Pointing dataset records
################

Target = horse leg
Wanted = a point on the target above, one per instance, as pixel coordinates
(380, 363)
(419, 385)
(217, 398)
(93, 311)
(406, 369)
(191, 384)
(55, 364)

################

YOUR INSTRUCTIONS - Every entry should be printed again exactly as written.

EXERCISE OUTPUT -
Target = horse leg
Wanted = a point on the target above, one per instance, as pixel coordinates
(380, 363)
(419, 385)
(217, 398)
(93, 311)
(406, 369)
(191, 384)
(55, 364)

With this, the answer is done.